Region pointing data
==================================================
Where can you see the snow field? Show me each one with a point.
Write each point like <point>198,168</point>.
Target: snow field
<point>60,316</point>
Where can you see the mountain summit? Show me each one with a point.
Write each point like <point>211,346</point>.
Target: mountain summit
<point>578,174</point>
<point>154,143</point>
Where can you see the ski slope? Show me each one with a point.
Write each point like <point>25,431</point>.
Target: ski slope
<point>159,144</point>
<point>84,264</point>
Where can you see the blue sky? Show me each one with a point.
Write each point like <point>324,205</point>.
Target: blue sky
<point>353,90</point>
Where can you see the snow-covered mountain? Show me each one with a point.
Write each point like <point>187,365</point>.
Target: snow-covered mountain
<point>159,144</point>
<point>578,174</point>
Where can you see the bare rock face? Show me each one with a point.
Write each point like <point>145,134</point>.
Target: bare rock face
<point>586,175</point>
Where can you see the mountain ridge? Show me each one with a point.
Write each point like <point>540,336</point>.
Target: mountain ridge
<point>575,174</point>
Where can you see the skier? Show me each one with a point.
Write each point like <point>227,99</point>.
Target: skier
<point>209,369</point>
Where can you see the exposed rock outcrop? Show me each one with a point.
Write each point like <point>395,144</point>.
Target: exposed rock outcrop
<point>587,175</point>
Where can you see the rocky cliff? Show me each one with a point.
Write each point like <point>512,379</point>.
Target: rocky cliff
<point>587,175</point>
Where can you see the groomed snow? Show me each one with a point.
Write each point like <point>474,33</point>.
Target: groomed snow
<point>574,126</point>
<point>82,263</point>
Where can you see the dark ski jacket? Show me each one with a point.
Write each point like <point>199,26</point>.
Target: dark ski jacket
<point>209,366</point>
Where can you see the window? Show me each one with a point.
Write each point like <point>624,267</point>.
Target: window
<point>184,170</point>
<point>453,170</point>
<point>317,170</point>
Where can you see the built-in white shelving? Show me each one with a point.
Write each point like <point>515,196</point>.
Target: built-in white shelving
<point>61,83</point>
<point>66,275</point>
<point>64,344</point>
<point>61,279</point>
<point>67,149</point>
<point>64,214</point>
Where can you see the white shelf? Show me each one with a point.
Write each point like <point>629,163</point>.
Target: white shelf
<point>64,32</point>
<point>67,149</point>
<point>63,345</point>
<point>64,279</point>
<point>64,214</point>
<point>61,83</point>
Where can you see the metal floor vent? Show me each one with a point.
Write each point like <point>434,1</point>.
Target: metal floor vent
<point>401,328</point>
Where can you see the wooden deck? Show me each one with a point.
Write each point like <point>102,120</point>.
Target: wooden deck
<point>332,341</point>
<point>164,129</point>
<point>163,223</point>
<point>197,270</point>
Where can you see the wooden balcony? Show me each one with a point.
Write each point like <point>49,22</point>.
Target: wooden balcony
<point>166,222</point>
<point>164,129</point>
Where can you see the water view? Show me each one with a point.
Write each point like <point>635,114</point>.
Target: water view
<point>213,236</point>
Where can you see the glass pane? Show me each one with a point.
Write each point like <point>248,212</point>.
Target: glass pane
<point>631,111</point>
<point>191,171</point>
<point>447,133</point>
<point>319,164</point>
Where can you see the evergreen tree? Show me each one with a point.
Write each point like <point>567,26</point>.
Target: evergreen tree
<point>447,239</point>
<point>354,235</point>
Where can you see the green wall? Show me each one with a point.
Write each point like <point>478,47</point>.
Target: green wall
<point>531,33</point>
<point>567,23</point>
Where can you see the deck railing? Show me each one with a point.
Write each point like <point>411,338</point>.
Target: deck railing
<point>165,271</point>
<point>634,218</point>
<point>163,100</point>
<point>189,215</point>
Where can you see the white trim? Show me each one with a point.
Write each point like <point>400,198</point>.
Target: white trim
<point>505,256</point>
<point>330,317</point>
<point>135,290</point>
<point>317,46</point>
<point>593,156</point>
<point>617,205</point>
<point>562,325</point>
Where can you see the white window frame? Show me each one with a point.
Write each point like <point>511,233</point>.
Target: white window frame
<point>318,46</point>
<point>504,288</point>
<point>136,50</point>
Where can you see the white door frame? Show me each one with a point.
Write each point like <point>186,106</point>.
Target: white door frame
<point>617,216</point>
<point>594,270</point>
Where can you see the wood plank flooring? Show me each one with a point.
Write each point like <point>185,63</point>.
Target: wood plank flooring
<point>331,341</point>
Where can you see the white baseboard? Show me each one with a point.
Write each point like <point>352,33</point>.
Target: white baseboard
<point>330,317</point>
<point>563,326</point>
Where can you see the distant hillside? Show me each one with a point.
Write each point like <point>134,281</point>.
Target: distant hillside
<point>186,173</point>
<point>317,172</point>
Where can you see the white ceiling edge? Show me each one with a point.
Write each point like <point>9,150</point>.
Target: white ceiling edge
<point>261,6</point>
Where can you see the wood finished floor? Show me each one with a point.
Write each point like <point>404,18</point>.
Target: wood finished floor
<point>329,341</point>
==================================================
Every entry above needs to be quoted exactly.

Where can you see the snow field? Show me each one with a point.
Write each point like <point>198,168</point>.
Target: snow field
<point>60,316</point>
Where can you see the mountain summit? Show me each one with a point.
Write each point like <point>211,346</point>.
Target: mountain summit
<point>578,174</point>
<point>154,143</point>
Where can you see the ski slope? Show me each one with a point.
Write each point like <point>25,431</point>.
Target: ski slope
<point>159,144</point>
<point>84,264</point>
Where can you see the blue sky? Show me each one with a point.
Write each point like <point>324,205</point>.
Target: blue sky
<point>353,90</point>
Where can you see the snow-covered mountain? Show me each one with a point.
Write each point like <point>187,365</point>.
Target: snow-covered mountain
<point>159,144</point>
<point>578,174</point>
Where can you see the bare rock face? Show me each one with a point.
Write each point like <point>145,134</point>.
Target: bare rock face
<point>586,175</point>
Where can you see the mountain ridge? Show me each one with a point.
Write each point like <point>540,336</point>.
Target: mountain ridge
<point>575,174</point>
Where can you see the skier? Show me each one with a point.
Write each point like <point>227,99</point>.
Target: skier
<point>209,369</point>
Where can you see the exposed rock outcrop? Show me each one with a point.
Write each point like <point>395,144</point>.
Target: exposed rock outcrop
<point>587,175</point>
Where can you see the rocky cliff? Show me each one with a point.
Write each point like <point>512,379</point>.
Target: rocky cliff
<point>587,175</point>
Where can you see the groomed snow? Show me each one with a point.
Write each point like <point>474,33</point>.
Target: groomed snow
<point>574,126</point>
<point>82,263</point>
Where can you see the dark ski jacket? Show me each one with a point.
Write each point like <point>199,26</point>.
Target: dark ski jacket
<point>209,366</point>
Where can you see the window? Show me each one with a point.
Write each point like <point>624,267</point>.
Target: window
<point>184,170</point>
<point>453,170</point>
<point>317,170</point>
Where can you see the built-in white shelving? Show me each one with a point.
Write each point like <point>515,196</point>.
Target: built-in white shelving
<point>61,83</point>
<point>66,275</point>
<point>64,344</point>
<point>61,279</point>
<point>67,149</point>
<point>64,214</point>
Where can you see the white shelf? Show me each one with a point.
Write each point like <point>629,163</point>.
Target: white shelf
<point>64,32</point>
<point>67,149</point>
<point>63,345</point>
<point>64,279</point>
<point>64,214</point>
<point>61,83</point>
Where can you see the metal floor vent? Show me each one with a point.
Write each point like <point>434,1</point>.
Target: metal floor vent
<point>401,328</point>
Where can you see the wooden deck? Show me each one with a point.
Write each point like <point>102,120</point>.
Target: wooden deck
<point>332,341</point>
<point>164,129</point>
<point>163,223</point>
<point>197,270</point>
Where can you see the wooden balcony? Show me each one with a point.
Write each point like <point>49,22</point>.
Target: wooden balcony
<point>166,222</point>
<point>164,129</point>
Where can you see the water view? Show me each one with a point.
Write each point like <point>635,114</point>.
Target: water view
<point>213,236</point>
Where can you see the glass pane? Show me each one with a point.
Write each point like <point>248,212</point>.
Target: glass pane
<point>631,111</point>
<point>191,171</point>
<point>447,133</point>
<point>319,164</point>
Where can you see the evergreen tree? Show me each one with a point.
Write each point like <point>567,26</point>.
Target: evergreen tree
<point>447,239</point>
<point>354,235</point>
Where can you see the green wall? Show me each one with a point.
Write each point like <point>478,47</point>.
Target: green wall
<point>531,33</point>
<point>567,23</point>
Where can you see the deck railing? Show me each one with a point.
Write each point like <point>411,338</point>.
Target: deck railing
<point>165,271</point>
<point>634,218</point>
<point>163,100</point>
<point>189,215</point>
Where can you see the white trim? Show me each one with a point.
Write each point like <point>400,198</point>.
Target: white trim
<point>505,256</point>
<point>330,317</point>
<point>135,290</point>
<point>317,46</point>
<point>593,156</point>
<point>617,205</point>
<point>562,325</point>
Where can you see the white window frame? Show me each one with a point.
Write each point like <point>511,233</point>.
Target: white window frame
<point>318,46</point>
<point>504,288</point>
<point>136,50</point>
Where can you see the white door frame? Show me each one with a point.
Write each point like <point>186,106</point>.
Target: white door frame
<point>617,216</point>
<point>594,270</point>
Where can you see the wood plank flooring? Show me each one with a point.
Write each point like <point>185,63</point>.
Target: wood plank flooring
<point>331,341</point>
Where can you see the white baseboard? Show me each one with a point.
Write each point like <point>352,33</point>.
Target: white baseboard
<point>330,317</point>
<point>563,326</point>
Where can you see the distant hillside? Show me each one with a point.
Write each point like <point>134,281</point>.
Target: distant hillside
<point>186,173</point>
<point>317,172</point>
Where can you see the white ceiling edge? Show me each one with a point.
Write each point like <point>9,150</point>.
Target: white ceiling edge
<point>261,6</point>
Where can you see the wood finished floor? Show me each one with a point.
Write each point like <point>404,18</point>.
Target: wood finished floor
<point>329,341</point>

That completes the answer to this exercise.